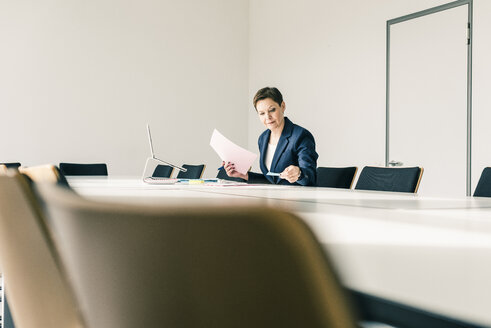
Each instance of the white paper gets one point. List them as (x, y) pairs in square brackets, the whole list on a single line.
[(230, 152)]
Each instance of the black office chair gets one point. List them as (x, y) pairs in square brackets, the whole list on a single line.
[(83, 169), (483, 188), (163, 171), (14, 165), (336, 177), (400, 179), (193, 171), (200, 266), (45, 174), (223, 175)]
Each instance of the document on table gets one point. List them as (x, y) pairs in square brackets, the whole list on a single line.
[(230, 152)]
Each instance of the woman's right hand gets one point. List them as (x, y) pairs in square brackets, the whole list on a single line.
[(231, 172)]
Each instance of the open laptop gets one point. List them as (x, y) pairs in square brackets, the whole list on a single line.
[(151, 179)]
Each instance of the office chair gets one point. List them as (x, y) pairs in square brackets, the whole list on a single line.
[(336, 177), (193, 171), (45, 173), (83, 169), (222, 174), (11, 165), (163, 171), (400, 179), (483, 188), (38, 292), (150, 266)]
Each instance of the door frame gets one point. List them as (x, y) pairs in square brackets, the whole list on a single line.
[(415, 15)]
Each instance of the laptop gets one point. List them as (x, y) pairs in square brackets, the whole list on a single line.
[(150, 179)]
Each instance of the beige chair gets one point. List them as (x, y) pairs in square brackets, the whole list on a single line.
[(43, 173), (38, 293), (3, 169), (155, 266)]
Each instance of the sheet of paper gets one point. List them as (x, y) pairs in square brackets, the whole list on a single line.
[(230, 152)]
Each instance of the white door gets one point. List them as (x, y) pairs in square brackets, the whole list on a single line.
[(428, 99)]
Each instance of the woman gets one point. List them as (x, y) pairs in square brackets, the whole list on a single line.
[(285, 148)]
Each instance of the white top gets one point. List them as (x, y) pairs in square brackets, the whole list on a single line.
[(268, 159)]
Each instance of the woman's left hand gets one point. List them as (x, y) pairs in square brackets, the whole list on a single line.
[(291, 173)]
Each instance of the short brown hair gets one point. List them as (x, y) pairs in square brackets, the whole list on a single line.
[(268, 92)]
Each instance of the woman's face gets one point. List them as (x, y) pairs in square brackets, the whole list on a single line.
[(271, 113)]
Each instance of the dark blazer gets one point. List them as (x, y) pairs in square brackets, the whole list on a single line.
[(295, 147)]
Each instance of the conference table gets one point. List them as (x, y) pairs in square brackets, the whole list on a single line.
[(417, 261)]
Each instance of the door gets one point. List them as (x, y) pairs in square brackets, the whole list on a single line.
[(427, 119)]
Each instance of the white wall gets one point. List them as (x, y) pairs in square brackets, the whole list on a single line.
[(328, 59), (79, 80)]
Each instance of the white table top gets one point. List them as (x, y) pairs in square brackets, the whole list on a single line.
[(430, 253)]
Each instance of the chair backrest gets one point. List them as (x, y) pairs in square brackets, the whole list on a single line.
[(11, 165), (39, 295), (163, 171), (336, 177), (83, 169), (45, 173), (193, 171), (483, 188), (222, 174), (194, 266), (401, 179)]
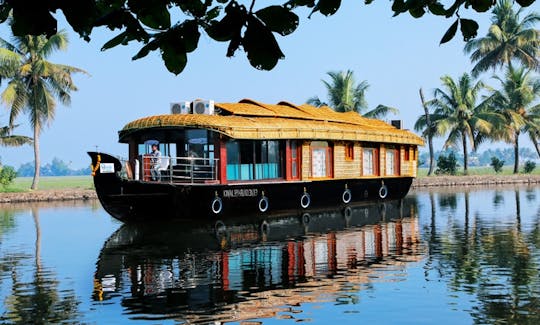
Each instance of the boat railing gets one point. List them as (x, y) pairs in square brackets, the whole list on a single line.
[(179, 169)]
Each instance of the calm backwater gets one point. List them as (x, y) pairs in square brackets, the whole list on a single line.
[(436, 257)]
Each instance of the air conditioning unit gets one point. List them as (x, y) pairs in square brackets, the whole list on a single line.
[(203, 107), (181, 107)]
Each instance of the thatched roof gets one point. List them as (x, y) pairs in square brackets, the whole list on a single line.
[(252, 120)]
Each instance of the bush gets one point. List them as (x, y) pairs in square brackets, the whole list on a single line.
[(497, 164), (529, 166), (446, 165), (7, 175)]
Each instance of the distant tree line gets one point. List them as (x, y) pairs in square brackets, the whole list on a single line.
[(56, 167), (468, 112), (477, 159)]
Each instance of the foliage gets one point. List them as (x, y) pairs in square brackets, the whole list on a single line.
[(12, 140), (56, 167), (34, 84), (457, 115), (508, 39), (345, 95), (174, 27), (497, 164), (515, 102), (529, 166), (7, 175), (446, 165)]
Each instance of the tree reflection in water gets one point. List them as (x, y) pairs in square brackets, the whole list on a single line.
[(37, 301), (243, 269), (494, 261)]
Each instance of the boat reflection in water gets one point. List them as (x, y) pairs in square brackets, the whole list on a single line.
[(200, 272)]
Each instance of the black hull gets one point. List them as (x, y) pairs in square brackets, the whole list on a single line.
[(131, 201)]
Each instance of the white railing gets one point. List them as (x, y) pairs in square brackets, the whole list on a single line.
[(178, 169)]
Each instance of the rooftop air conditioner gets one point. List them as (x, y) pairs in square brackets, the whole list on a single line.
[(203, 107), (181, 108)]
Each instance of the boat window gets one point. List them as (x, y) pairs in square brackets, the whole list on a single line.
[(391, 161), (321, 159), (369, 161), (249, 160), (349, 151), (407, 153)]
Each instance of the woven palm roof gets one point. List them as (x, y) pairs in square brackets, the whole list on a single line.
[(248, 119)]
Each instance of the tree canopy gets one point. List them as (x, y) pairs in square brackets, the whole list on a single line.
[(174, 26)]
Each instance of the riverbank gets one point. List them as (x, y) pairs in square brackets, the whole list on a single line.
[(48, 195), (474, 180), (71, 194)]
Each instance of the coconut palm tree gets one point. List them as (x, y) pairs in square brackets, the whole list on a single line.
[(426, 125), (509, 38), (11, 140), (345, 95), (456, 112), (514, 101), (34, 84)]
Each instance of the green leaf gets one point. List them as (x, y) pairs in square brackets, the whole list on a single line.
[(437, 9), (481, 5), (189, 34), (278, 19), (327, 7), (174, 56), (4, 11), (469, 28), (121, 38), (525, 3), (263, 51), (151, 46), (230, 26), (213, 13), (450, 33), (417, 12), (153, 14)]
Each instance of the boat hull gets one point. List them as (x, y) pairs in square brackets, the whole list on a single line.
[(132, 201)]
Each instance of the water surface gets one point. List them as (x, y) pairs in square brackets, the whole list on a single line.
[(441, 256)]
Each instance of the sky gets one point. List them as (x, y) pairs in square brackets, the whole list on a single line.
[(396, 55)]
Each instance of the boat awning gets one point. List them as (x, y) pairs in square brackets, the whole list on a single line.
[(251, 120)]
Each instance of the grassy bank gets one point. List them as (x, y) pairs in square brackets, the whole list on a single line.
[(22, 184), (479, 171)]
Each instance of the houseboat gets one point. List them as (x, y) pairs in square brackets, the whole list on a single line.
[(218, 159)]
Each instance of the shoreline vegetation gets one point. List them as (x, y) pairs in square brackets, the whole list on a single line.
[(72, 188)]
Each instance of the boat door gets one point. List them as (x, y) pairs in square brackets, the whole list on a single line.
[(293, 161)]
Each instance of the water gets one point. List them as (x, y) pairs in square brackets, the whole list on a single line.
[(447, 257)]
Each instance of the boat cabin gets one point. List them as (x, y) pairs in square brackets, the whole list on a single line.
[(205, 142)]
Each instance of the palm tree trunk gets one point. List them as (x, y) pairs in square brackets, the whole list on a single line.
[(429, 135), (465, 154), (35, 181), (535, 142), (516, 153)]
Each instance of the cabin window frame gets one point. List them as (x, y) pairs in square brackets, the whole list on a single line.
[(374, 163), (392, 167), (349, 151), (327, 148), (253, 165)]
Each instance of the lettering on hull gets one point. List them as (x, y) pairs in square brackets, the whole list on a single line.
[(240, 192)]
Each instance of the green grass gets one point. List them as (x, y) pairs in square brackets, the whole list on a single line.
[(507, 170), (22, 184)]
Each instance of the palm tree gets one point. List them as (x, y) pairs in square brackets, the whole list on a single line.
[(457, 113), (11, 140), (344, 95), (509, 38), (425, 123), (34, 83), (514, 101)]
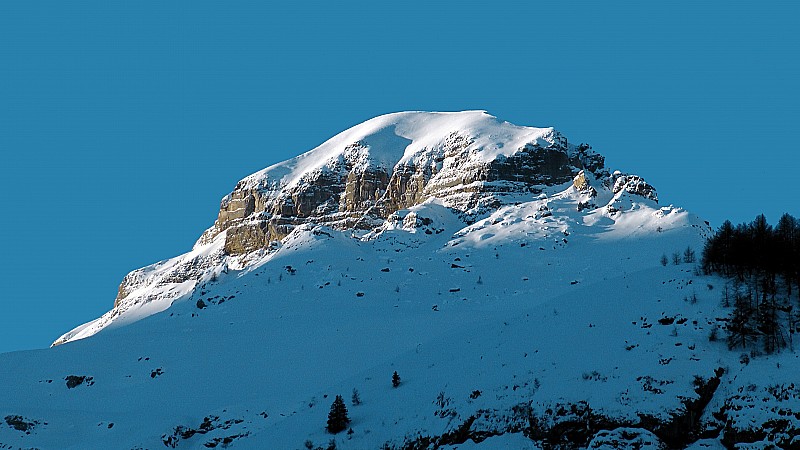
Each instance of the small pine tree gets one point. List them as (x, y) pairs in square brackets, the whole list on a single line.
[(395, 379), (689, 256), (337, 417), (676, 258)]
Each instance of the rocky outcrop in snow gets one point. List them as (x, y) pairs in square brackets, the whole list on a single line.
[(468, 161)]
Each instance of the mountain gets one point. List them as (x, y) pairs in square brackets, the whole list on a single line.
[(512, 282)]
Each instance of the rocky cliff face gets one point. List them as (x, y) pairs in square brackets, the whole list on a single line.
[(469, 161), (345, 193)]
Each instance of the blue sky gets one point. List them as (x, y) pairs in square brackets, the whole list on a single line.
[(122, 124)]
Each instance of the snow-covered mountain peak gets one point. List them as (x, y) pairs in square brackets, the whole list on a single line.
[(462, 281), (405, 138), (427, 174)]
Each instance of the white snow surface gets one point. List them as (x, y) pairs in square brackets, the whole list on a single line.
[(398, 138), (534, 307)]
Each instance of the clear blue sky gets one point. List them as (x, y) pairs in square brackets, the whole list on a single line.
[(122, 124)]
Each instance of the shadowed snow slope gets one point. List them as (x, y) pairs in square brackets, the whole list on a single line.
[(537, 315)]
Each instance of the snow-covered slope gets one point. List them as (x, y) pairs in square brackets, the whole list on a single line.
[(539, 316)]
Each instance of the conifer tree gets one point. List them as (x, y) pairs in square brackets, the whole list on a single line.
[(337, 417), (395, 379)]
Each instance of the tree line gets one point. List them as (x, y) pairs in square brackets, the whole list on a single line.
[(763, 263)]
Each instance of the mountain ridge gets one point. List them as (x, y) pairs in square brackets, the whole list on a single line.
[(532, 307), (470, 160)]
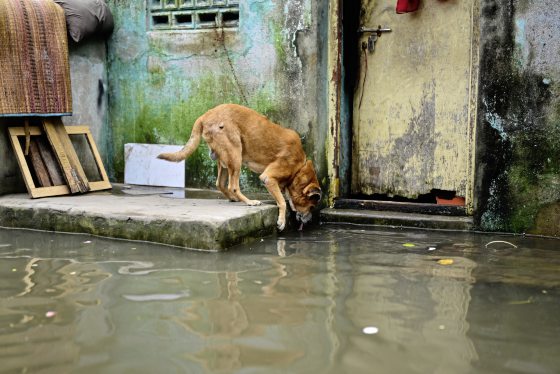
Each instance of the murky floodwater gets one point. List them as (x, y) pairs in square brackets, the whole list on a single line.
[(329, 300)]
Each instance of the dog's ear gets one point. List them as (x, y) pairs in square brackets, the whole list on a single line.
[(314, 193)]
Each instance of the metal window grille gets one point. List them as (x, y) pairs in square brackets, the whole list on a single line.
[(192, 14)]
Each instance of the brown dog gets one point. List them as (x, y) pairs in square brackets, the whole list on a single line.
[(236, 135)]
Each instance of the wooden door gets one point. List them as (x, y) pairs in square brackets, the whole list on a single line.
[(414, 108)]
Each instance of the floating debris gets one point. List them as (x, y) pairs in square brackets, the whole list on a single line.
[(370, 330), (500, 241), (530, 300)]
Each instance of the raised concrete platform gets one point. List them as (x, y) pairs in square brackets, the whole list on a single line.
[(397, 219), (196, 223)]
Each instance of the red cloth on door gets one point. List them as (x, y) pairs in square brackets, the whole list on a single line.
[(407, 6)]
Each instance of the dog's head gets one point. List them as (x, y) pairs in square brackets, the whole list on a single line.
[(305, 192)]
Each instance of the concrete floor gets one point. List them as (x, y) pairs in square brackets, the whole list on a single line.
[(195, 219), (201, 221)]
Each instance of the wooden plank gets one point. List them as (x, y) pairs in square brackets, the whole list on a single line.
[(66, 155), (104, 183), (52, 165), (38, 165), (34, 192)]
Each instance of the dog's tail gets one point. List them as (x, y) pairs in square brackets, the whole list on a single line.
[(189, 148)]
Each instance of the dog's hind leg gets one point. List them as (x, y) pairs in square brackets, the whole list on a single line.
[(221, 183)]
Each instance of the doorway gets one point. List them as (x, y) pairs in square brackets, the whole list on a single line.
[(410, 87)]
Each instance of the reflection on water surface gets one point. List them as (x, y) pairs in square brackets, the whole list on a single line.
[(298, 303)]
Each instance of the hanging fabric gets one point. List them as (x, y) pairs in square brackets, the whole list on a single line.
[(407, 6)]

-=-=-=-=-

▸ Task description:
Can you give the material above, from the line containing "Each instance of the boat cabin" through the line containing "83), (514, 101)]", inclusive, as a Markdown table with columns n and Line, numbering each row and leaving out blank lines?

▸ The result:
| n | Line |
|---|---|
| 1 | Each instance of the boat cabin gets one point. List them as (x, y) pairs in square brackets, the whole list on a single line. |
| 2 | [(205, 142)] |
| 3 | Each instance of the palm tree trunk gets one point. List them as (x, y) pairs in square brackets, the whole list on a single line. |
| 4 | [(429, 135), (465, 154), (35, 181), (535, 142), (516, 153)] |
| 5 | Each instance of the cabin window frame gets one point. List them as (x, y) pairs in square brackets, the whole list on a single line. |
| 6 | [(374, 163), (392, 167), (349, 151), (327, 148), (253, 165)] |
| 7 | Each instance of the lettering on hull gets one point. List them as (x, y) pairs in square brackets, the whole list on a single line. |
| 8 | [(240, 192)] |
| 9 | Each instance of the green grass gets one point. List them as (x, y) pairs in square brackets, the whole list on a single line. |
| 10 | [(507, 170), (22, 184)] |
| 11 | Each instance of the palm tree gets one point. List them as (x, y) pairs in square brackets, the whole list on a single line. |
| 12 | [(457, 113), (11, 140), (344, 95), (509, 38), (425, 123), (34, 83), (514, 101)] |